*RECORDS FOR THE EXERCISE:*
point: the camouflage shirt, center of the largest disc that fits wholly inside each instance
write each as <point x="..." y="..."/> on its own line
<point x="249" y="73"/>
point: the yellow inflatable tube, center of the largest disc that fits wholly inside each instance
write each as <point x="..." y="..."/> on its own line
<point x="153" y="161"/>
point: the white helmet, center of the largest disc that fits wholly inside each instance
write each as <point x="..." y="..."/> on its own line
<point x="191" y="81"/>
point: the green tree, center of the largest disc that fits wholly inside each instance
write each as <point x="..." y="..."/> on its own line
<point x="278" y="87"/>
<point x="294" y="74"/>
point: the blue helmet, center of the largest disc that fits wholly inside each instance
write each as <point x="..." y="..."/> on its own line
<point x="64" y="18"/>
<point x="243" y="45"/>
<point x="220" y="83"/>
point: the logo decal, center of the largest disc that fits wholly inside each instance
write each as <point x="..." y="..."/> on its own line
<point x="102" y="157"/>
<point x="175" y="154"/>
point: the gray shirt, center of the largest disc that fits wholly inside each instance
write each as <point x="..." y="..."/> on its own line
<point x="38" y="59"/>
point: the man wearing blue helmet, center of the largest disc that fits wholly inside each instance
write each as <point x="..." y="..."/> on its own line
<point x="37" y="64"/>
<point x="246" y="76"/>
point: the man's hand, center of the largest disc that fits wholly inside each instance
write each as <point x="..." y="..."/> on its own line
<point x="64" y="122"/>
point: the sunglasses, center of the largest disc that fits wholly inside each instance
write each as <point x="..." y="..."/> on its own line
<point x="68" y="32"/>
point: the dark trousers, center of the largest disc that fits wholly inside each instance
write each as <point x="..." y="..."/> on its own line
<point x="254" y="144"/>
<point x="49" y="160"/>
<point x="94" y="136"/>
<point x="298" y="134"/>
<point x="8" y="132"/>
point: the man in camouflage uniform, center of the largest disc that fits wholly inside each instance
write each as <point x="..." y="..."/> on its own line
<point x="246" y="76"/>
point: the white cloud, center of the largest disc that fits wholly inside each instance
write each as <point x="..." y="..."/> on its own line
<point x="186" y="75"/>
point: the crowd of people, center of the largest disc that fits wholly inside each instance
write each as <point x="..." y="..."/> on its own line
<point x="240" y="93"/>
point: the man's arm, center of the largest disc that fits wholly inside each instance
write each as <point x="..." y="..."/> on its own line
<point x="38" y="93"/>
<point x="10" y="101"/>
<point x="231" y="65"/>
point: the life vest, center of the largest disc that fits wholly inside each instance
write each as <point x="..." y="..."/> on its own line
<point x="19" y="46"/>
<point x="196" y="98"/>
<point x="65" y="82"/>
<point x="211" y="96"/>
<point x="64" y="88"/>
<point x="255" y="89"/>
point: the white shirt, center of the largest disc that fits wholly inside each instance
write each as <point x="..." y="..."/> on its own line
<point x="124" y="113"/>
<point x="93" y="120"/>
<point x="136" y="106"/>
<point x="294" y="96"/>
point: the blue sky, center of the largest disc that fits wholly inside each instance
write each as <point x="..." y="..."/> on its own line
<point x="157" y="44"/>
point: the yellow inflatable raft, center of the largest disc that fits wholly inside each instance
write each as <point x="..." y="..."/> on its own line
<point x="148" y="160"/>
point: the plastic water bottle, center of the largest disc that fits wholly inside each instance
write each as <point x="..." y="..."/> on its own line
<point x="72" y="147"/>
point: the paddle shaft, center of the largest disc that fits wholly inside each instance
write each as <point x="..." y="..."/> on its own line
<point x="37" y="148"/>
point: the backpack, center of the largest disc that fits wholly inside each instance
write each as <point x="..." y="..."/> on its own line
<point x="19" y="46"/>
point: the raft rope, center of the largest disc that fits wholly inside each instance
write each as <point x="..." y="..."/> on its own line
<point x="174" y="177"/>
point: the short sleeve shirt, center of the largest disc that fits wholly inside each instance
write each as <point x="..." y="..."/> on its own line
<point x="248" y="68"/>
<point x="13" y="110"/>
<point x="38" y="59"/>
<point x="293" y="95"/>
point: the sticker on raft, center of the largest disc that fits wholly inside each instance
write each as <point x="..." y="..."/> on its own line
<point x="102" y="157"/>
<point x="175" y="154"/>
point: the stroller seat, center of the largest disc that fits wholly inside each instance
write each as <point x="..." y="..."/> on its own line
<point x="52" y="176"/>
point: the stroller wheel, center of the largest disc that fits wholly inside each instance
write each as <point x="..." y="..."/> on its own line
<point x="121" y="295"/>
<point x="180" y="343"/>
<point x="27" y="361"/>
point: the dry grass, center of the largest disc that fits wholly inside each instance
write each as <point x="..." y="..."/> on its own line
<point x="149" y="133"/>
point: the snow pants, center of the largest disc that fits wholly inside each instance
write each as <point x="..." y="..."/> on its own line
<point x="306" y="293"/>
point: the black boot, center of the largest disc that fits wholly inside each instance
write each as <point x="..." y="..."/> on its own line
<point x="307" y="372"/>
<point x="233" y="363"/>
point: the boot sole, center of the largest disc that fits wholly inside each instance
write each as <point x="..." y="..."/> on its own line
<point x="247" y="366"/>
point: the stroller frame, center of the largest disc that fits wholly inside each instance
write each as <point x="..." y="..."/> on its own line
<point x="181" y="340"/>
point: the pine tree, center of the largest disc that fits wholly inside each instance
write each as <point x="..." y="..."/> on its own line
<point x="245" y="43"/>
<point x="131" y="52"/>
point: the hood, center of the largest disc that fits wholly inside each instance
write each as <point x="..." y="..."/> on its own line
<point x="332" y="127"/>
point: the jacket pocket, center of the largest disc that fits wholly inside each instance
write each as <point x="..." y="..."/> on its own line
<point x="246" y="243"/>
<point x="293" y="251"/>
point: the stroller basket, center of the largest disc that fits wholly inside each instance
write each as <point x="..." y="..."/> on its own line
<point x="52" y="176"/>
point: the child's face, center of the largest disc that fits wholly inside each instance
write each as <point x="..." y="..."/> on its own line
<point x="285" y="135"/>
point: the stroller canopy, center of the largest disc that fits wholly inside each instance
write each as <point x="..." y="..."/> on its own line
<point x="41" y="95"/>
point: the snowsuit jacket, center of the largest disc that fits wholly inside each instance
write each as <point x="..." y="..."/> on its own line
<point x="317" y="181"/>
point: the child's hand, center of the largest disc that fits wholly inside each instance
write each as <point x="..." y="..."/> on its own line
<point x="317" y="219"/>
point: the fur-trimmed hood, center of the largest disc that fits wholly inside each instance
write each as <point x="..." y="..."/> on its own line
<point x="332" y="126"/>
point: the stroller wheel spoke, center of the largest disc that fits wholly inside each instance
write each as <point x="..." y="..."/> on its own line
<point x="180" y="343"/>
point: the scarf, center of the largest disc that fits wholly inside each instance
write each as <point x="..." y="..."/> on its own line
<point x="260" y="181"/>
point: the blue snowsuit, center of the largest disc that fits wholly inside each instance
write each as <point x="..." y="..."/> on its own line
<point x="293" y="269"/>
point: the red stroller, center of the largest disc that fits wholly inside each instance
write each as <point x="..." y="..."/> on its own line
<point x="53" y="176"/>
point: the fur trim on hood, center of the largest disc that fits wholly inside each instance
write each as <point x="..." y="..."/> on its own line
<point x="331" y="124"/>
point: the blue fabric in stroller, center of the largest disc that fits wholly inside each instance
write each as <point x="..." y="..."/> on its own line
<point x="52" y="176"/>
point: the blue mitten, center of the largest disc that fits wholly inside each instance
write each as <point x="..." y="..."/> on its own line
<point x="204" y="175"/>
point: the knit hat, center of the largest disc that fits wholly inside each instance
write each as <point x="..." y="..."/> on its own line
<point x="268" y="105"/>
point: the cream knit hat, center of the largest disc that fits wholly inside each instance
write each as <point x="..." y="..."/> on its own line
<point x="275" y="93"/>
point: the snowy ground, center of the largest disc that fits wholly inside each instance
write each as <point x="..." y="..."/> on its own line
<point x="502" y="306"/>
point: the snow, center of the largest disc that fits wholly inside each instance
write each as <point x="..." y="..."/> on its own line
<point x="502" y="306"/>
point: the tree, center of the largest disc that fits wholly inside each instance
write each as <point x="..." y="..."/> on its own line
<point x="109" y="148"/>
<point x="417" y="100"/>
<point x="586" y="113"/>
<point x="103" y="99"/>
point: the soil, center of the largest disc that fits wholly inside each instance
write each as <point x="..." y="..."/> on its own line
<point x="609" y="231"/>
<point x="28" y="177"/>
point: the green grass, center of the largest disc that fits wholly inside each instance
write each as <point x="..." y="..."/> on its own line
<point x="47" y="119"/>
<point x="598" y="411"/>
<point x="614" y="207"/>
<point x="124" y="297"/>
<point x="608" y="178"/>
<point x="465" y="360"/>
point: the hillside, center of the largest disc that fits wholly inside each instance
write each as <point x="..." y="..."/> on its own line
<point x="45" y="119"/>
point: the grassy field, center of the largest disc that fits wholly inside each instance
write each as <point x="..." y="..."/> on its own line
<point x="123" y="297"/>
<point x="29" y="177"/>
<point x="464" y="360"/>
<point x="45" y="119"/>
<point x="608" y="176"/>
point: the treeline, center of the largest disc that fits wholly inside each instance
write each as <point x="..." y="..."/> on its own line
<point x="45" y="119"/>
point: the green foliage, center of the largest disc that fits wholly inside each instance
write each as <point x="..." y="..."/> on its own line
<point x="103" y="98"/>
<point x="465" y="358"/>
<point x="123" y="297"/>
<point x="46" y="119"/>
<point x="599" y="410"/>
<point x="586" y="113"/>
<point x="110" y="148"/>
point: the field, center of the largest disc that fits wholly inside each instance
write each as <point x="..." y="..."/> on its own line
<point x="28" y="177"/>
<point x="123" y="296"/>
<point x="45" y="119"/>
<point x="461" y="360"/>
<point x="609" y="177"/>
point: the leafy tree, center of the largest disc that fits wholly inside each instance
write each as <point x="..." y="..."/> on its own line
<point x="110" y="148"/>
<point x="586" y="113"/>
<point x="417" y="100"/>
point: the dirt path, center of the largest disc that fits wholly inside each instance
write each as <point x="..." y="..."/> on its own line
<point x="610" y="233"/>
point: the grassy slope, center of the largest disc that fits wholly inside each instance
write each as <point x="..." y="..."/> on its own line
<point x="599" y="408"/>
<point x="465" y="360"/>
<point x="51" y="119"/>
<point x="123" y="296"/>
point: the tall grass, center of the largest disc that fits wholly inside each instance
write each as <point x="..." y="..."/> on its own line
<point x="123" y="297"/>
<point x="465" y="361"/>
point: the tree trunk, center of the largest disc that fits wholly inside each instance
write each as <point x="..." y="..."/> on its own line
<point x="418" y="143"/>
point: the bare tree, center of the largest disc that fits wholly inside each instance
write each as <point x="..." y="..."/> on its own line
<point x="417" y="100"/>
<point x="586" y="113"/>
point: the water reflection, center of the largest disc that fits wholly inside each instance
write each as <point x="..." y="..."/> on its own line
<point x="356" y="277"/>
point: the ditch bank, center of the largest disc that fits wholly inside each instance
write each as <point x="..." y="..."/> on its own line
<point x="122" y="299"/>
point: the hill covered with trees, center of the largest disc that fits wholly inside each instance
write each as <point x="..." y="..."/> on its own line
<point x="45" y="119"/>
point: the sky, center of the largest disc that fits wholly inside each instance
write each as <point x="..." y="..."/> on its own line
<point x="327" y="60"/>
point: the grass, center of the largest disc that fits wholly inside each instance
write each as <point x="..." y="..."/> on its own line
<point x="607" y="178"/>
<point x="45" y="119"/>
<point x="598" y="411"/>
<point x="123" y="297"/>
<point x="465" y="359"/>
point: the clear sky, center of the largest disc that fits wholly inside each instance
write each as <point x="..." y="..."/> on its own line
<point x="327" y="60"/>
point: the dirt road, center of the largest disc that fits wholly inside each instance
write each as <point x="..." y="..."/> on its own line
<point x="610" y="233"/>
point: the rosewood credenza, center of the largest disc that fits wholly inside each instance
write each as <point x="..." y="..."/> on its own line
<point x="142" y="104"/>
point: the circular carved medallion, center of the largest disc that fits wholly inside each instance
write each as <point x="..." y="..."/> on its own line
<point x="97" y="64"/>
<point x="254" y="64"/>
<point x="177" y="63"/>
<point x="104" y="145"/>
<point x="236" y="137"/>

*EXERCISE OBJECTIVE:* Repeat only the stretch of lines that opens with the line containing "point: the water" and closes with the final line of the entries, both included, exactly as written.

*THE ANSWER:*
point: the water reflection, center of the largest disc that fits wholly inside each instance
write each as <point x="..." y="..."/> on its own line
<point x="356" y="277"/>
point: the ditch bank, center of the largest disc that fits wholly inside each instance
write each as <point x="..." y="..."/> on its own line
<point x="122" y="299"/>
point: the hill covered with trees, center of the largest disc that fits wholly inside each instance
write each as <point x="..." y="..."/> on its own line
<point x="45" y="119"/>
point: the sky, center of the largest disc that fits wholly inside each instance
write each as <point x="..." y="..."/> on its own line
<point x="327" y="60"/>
point: the grass, center of the largest disc that fits wholly inside each instance
write each as <point x="..." y="..."/> on its own line
<point x="607" y="178"/>
<point x="45" y="119"/>
<point x="598" y="411"/>
<point x="123" y="297"/>
<point x="465" y="359"/>
point: the clear sky, center of the largest disc that fits wholly inside each instance
write each as <point x="..." y="..."/> on its own line
<point x="327" y="60"/>
point: the dirt road, center of the largest disc that fits wholly inside each instance
write each as <point x="..." y="..."/> on its own line
<point x="610" y="233"/>
point: the rosewood credenza, center of the largest disc that fits wholly inside each instance
write each as <point x="..." y="..."/> on its own line
<point x="142" y="104"/>
point: the circular carved medallion, center of the largest disc that fits wholly inside each instance
write each as <point x="..." y="..."/> on its own line
<point x="97" y="64"/>
<point x="254" y="64"/>
<point x="177" y="63"/>
<point x="104" y="145"/>
<point x="236" y="137"/>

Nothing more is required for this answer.